Problem statement -> Count how many lines in the material below contain the string "grass", matching case exactly. Reply with the number alone.

Data supplied ->
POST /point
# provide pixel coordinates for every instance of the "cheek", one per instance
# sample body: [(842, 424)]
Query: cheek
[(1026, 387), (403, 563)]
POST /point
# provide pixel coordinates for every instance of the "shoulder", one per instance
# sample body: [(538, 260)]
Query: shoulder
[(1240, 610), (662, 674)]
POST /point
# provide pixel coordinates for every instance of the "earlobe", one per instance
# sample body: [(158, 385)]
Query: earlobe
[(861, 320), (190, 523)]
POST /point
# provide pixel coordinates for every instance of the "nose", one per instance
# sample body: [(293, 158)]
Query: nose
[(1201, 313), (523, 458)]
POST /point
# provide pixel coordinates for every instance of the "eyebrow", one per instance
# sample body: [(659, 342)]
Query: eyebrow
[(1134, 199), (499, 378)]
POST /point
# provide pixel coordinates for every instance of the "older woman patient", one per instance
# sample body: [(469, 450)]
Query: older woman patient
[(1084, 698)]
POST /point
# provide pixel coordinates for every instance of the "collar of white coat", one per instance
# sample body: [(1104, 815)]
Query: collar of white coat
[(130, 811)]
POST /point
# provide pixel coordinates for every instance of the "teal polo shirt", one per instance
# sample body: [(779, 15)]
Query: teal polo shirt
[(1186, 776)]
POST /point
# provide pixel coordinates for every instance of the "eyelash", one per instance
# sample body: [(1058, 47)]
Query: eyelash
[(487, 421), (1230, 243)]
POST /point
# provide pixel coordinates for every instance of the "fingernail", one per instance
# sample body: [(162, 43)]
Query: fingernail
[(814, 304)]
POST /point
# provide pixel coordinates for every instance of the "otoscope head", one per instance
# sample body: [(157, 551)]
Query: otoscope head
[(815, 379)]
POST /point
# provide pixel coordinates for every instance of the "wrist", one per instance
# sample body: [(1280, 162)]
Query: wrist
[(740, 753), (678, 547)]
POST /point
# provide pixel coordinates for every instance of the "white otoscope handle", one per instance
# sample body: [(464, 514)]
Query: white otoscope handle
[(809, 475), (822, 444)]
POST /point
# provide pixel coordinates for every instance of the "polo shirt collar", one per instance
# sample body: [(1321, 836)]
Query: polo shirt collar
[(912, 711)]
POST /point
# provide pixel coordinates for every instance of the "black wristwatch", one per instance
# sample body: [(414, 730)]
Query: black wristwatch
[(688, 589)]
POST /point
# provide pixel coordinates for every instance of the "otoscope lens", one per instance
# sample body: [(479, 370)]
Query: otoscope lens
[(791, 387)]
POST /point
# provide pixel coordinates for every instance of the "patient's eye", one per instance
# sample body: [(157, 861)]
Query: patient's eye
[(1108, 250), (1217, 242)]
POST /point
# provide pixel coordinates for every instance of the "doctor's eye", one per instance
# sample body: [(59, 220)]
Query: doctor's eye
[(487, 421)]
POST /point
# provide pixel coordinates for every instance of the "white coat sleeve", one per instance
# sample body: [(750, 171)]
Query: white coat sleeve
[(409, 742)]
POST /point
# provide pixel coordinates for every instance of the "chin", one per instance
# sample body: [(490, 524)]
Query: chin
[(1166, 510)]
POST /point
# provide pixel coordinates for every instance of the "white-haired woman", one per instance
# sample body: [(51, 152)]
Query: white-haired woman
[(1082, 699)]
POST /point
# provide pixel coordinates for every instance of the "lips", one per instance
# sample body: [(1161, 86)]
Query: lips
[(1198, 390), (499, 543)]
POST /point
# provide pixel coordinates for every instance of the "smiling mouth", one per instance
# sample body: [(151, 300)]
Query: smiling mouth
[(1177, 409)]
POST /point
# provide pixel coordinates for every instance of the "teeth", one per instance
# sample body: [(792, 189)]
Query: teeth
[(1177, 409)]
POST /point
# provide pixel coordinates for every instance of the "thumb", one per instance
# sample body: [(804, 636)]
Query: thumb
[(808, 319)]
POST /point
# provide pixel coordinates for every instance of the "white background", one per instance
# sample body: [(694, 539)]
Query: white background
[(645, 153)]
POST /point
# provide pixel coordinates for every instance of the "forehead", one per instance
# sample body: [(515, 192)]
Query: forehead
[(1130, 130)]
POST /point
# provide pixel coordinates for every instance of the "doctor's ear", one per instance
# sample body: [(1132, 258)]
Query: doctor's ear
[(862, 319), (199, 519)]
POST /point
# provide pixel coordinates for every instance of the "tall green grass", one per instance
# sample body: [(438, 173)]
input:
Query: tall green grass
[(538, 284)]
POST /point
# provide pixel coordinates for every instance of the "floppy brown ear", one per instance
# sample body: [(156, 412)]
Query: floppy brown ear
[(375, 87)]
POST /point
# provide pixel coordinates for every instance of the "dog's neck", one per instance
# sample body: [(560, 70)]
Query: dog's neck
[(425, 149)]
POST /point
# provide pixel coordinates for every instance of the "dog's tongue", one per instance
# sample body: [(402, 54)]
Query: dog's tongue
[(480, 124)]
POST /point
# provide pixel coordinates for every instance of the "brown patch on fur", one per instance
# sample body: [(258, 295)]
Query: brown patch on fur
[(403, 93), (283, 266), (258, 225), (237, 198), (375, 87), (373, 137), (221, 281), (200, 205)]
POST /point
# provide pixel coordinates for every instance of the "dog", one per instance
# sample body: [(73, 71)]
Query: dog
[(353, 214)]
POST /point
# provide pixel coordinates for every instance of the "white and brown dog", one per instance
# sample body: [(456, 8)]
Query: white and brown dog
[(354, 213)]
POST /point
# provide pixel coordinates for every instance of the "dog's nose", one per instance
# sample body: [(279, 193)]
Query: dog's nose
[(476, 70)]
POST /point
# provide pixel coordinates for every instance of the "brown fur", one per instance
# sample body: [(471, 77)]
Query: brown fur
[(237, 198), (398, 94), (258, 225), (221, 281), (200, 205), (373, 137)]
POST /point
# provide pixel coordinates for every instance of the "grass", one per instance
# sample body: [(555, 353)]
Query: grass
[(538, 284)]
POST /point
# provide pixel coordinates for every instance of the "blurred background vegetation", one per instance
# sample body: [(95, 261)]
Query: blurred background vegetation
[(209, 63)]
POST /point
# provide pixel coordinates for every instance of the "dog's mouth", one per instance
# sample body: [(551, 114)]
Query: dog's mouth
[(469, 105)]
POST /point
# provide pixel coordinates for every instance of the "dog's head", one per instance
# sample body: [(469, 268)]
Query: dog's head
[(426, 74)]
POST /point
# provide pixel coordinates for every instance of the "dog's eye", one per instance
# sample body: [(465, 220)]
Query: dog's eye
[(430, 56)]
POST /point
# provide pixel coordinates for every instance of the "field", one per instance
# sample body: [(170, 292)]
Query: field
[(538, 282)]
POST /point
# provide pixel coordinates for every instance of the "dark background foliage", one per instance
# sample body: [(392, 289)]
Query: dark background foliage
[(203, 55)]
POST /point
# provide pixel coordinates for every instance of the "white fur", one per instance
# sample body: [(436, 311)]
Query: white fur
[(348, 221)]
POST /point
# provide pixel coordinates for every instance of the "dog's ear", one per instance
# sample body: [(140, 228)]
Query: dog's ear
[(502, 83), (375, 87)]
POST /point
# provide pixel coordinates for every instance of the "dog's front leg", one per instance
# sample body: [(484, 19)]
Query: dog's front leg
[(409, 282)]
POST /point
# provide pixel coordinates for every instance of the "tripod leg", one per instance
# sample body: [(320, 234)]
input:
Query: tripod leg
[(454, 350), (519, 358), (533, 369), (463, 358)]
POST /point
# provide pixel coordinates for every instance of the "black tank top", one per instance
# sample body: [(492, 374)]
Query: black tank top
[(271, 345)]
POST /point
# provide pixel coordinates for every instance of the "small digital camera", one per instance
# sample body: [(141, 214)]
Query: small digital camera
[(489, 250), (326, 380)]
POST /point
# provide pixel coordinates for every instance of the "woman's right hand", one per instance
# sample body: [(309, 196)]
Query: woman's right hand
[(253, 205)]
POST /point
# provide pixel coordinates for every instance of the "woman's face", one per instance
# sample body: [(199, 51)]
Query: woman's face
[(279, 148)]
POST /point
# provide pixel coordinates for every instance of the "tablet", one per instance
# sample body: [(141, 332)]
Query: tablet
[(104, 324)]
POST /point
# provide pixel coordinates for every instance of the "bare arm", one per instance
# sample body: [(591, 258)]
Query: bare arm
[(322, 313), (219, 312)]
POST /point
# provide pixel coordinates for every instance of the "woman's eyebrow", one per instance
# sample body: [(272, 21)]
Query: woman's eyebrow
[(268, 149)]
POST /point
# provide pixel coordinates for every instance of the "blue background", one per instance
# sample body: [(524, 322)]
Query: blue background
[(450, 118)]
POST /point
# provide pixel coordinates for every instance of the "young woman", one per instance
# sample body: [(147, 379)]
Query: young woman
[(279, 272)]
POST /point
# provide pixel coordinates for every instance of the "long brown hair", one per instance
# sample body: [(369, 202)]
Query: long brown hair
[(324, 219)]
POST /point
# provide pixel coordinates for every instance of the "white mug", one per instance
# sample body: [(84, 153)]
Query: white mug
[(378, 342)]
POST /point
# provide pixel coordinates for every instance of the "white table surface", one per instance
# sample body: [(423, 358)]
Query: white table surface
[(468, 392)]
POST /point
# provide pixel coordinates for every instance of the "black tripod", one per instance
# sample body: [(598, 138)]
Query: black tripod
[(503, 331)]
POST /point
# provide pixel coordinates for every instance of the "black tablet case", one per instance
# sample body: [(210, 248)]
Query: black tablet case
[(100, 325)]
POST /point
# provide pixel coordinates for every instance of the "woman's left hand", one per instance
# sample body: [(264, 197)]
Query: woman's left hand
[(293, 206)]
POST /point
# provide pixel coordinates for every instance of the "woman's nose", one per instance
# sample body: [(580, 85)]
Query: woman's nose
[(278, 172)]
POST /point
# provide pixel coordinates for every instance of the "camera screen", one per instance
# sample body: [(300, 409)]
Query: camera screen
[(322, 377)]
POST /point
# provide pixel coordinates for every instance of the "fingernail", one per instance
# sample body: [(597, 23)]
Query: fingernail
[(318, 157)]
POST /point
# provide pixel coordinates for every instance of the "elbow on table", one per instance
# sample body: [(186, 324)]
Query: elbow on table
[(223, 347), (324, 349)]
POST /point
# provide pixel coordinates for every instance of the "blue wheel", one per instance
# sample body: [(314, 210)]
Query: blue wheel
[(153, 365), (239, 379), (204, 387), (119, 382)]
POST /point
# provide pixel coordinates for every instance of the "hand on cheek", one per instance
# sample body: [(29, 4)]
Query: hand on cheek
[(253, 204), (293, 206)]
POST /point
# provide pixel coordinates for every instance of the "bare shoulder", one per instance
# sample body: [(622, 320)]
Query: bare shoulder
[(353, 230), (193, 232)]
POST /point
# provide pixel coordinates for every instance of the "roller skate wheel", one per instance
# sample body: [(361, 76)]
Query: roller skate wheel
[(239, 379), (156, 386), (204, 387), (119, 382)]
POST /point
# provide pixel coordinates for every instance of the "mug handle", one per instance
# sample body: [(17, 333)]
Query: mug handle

Completed exercise -> 4